Instructions for the task
Print the part of the material that opens with the line containing "Segment the blue" and closes with the line containing "M53 91L51 93L51", with both of those lines included. Copy every line in that range exactly as it appears.

___ Input data

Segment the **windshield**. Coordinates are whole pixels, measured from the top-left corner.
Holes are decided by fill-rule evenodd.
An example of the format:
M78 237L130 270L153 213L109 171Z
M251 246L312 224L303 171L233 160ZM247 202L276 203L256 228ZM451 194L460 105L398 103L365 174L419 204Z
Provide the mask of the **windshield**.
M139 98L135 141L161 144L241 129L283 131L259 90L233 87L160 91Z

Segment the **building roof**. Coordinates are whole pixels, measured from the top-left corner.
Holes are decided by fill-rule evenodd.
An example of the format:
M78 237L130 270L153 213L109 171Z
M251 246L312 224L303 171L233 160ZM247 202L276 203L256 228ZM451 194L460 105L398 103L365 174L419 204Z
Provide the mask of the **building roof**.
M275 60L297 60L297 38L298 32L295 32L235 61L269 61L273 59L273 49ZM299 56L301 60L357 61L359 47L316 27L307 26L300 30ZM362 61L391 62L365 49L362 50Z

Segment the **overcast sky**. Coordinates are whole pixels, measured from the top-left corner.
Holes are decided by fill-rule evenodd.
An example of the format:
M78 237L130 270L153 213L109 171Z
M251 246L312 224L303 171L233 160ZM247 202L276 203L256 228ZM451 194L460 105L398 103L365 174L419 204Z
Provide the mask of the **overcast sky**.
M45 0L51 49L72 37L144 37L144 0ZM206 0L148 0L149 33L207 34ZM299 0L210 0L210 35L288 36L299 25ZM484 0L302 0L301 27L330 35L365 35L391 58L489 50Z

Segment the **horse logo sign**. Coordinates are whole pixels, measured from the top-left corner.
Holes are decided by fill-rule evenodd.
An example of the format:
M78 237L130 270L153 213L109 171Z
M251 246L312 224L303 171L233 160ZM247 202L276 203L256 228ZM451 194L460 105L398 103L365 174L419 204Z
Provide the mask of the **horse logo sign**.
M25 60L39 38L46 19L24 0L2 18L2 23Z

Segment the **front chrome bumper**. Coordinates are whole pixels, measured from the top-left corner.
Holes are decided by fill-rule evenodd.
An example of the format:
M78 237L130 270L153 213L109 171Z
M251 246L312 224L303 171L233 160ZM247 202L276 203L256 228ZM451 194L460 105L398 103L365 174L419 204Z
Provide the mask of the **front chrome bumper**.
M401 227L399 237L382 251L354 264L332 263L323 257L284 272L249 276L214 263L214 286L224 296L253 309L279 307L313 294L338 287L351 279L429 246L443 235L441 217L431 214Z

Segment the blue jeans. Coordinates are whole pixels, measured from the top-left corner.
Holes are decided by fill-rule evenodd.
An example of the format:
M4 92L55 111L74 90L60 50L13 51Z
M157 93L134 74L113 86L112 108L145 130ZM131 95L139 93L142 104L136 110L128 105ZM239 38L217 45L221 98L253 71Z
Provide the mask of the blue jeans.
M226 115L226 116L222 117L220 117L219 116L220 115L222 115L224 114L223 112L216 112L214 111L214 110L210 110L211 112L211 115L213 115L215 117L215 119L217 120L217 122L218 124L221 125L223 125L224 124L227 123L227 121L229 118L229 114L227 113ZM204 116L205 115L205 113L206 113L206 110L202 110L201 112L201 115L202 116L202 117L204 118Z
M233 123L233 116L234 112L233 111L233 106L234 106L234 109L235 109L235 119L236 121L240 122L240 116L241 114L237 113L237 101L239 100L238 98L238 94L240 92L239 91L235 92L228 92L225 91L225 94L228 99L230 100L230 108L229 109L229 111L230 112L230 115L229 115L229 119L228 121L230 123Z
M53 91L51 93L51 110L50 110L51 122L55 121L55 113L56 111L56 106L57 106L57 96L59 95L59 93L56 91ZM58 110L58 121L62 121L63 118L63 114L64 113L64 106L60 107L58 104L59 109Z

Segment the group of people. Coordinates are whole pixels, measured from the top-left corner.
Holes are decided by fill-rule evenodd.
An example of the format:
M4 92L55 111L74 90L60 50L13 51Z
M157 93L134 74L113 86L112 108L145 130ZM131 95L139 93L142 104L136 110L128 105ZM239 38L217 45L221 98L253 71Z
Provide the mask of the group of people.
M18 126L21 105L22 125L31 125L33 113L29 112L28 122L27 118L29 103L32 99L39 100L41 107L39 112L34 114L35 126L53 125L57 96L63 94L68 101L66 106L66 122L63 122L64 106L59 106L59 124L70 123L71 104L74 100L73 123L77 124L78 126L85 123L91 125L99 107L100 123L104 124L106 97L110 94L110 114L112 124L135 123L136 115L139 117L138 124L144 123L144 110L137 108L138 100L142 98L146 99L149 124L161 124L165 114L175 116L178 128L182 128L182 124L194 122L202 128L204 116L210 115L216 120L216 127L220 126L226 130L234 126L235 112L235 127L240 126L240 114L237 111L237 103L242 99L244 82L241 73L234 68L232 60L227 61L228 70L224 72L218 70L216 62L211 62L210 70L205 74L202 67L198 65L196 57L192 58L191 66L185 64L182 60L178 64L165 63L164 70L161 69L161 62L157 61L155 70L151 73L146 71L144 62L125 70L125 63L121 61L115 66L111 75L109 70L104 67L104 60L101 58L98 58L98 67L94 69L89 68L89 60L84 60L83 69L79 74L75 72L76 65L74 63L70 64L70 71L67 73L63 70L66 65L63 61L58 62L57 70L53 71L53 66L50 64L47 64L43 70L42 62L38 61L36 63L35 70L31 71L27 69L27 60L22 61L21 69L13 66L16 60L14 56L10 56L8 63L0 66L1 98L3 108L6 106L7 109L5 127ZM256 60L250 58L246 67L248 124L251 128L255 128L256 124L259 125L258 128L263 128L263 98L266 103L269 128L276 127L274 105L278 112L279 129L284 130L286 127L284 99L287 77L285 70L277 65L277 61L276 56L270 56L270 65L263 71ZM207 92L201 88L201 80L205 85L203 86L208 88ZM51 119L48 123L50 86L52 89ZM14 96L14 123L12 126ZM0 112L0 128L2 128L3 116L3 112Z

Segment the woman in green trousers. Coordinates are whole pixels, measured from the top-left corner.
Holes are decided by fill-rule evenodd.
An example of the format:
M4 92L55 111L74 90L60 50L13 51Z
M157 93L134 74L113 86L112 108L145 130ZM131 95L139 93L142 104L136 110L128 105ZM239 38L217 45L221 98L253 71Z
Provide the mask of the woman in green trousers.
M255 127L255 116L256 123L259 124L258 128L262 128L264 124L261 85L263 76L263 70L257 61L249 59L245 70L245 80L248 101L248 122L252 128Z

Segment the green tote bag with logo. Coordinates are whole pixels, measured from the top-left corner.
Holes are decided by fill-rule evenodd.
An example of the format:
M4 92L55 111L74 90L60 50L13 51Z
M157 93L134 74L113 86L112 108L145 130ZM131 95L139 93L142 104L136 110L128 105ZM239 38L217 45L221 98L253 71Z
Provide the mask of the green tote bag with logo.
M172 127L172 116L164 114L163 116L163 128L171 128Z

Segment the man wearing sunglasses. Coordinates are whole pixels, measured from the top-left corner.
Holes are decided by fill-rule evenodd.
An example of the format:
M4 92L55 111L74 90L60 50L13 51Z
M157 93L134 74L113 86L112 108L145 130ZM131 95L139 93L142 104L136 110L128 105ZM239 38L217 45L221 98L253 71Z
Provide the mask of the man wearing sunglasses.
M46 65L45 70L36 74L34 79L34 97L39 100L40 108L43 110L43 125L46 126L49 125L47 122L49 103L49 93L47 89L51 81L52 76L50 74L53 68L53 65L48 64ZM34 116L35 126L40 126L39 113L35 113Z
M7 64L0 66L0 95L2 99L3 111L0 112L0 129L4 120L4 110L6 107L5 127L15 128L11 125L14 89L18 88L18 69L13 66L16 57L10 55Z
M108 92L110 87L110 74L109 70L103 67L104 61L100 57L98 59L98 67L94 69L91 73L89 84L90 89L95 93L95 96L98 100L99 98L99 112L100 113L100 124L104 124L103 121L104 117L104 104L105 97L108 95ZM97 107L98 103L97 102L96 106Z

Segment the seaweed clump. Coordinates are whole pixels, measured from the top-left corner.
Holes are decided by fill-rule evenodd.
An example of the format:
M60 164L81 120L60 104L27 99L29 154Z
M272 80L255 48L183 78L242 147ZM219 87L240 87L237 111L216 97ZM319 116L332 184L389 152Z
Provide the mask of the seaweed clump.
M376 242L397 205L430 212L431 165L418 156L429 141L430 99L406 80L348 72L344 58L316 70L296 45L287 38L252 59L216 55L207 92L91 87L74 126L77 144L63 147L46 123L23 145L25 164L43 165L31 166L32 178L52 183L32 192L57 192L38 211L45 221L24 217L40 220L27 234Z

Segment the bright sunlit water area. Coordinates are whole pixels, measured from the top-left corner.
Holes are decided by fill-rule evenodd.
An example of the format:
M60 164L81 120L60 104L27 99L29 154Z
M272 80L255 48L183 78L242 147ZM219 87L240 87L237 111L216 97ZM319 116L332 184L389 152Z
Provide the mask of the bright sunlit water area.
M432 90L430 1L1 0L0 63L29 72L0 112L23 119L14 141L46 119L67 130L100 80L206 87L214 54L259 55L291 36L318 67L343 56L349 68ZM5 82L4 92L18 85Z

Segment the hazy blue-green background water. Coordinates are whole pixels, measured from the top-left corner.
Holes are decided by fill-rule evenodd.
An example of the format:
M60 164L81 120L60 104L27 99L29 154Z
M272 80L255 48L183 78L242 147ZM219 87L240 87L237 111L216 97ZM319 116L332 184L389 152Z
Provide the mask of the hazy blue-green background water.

______

Solution to the exercise
Segment the blue jeans. Coordinates are whole pixels, measured from the top-left corner.
Holes are decided by fill-rule evenodd.
An example of the format:
M4 92L55 111L74 90L60 50L13 51Z
M157 93L134 74L113 86L112 108L145 130ZM131 95L139 93L142 104L136 110L128 105ZM239 38L217 45L221 98L253 71Z
Provide the mask of the blue jeans.
M226 115L226 116L222 117L220 117L219 116L220 115L222 115L224 114L223 112L216 112L214 111L214 110L210 110L211 112L211 115L213 115L215 117L215 119L217 120L217 122L218 124L221 125L223 125L224 124L227 123L227 121L229 118L229 114L227 113ZM204 116L205 115L205 113L206 113L206 110L202 110L201 112L201 115L202 116L202 117L204 118Z
M233 123L233 116L234 112L233 111L233 106L234 106L234 109L235 109L235 119L236 121L240 122L240 116L241 114L237 113L237 101L239 100L238 98L238 94L240 92L239 91L235 92L228 92L225 91L225 94L228 99L230 100L230 108L229 109L229 111L230 112L230 115L229 115L229 119L228 121L230 123Z
M53 91L51 93L51 110L50 110L51 122L55 121L55 113L56 111L56 106L57 106L57 96L59 95L59 93L56 91ZM58 110L58 121L62 121L63 118L63 114L64 113L64 106L60 107L58 104L59 109Z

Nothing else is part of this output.